[PASSAGE TO READ]
By Paul G. Donohue, M.D.

What Are ‘Significant’ Lapses of Memory?


DEAR DR. DONOHUE: My mother is 69 and has, during the past few years, shown signs of memory problems. In the span of 20 minutes, she might ask the same question several times. She has trouble following the flow of conversation. I am concerned she might be forgetting her medicines. I called her physician and was told that until she forgets what things like toasters are used for, there is no real concern. Isn’t early intervention a key to treating Alzheimer’s? -- M.K.



ANSWER: With age, it takes more time to retrieve information from the memory than it does in youth. That’s normal. It’s also normal for older people, given a sufficient amount of time, to recall the events of the preceding day or of special occasions. They might, on occasion, find it difficult to come up with a particular word, but they should be able to continue to perform tasks like balancing a checkbook. They might misplace things, as we all do. However, they can institute a search in an orderly and methodical way.

It’s not normal to forget an entire event even when they are given promptings of what has happened. Misplacing things because the things have been put in strange places isn’t normal. An example is putting the car keys in the refrigerator.
[/PASSAGE TO READ]
[MATERIAL SUPPLIED]
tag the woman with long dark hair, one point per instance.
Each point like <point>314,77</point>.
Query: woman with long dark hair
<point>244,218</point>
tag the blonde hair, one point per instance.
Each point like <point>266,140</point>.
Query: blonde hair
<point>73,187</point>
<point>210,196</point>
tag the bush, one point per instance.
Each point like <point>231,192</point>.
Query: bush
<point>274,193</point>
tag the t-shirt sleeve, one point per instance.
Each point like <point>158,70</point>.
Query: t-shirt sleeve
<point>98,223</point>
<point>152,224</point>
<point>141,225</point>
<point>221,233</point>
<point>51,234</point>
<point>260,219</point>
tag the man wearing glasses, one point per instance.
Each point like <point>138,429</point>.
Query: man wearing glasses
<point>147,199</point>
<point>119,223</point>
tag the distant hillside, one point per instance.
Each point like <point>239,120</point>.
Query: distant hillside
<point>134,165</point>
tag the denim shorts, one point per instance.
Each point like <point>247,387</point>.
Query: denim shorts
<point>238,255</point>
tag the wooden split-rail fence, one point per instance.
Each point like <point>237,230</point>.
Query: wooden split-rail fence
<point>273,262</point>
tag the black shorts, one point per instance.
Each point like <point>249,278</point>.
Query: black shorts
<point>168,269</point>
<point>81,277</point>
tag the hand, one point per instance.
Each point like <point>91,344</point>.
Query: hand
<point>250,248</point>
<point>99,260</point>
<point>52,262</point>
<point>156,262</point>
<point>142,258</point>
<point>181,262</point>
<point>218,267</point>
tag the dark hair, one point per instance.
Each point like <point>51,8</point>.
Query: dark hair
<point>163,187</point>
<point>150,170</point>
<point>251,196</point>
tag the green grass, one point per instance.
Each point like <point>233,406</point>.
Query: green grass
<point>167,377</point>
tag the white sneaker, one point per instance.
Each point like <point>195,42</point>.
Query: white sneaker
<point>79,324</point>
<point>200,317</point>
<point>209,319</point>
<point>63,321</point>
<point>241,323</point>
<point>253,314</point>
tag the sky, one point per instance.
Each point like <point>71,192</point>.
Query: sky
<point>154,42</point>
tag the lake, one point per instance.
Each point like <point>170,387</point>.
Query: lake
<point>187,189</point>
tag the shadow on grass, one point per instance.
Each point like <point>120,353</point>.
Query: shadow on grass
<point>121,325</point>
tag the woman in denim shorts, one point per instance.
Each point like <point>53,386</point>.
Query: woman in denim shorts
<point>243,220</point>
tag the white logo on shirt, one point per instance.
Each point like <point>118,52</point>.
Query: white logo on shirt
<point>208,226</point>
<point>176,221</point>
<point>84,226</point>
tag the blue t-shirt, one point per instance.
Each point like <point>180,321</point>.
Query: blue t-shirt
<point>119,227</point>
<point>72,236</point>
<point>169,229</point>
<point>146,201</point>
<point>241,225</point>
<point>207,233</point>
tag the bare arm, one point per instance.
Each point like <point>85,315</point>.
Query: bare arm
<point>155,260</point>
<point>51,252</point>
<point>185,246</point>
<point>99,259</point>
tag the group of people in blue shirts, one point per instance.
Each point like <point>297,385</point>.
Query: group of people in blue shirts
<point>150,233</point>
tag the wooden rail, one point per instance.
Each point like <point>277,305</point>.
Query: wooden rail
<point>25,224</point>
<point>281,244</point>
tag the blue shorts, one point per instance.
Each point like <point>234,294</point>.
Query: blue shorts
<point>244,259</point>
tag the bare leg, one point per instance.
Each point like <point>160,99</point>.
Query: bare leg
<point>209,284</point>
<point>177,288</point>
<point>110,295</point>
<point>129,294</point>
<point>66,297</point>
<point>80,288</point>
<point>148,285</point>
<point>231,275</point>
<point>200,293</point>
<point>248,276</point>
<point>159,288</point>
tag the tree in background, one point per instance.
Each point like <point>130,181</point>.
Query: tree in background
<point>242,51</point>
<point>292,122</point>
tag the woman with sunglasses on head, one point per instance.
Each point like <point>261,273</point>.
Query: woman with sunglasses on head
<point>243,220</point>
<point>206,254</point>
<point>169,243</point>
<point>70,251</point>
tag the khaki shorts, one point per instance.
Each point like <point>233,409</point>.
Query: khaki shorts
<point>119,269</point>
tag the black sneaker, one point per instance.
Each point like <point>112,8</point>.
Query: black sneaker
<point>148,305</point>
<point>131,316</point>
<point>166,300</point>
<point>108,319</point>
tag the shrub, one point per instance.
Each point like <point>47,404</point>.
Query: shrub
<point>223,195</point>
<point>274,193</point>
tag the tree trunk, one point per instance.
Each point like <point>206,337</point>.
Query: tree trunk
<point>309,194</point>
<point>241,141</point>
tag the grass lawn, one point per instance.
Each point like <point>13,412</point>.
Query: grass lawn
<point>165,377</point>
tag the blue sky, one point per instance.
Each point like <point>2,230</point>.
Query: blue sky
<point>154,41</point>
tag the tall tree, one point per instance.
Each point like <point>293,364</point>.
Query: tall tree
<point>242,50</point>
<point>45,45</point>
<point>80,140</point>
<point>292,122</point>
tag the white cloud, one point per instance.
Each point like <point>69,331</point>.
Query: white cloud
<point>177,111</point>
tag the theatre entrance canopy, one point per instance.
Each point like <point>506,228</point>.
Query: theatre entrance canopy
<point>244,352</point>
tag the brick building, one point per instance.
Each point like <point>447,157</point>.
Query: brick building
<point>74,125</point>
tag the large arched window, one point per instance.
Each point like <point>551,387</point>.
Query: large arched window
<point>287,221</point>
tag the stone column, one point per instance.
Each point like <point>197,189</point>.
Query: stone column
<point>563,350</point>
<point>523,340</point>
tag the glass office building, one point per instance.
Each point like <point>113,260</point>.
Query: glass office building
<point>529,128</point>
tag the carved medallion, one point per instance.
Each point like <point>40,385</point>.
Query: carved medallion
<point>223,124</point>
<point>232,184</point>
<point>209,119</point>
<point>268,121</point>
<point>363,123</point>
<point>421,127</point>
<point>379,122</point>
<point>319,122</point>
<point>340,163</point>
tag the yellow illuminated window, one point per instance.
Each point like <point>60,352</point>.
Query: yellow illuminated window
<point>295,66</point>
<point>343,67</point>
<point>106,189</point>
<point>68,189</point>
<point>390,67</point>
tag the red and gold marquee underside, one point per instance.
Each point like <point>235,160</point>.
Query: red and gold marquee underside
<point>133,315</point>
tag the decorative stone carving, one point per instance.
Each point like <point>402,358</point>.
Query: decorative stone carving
[/MATERIAL SUPPLIED]
## ABOUT THIS TASK
Repeat word for word the part of the memory column starting with "By Paul G. Donohue, M.D." and going on through "Alzheimer’s? -- M.K.".

## TASK RESPONSE
By Paul G. Donohue, M.D.

What Are ‘Significant’ Lapses of Memory?


DEAR DR. DONOHUE: My mother is 69 and has, during the past few years, shown signs of memory problems. In the span of 20 minutes, she might ask the same question several times. She has trouble following the flow of conversation. I am concerned she might be forgetting her medicines. I called her physician and was told that until she forgets what things like toasters are used for, there is no real concern. Isn’t early intervention a key to treating Alzheimer’s? -- M.K.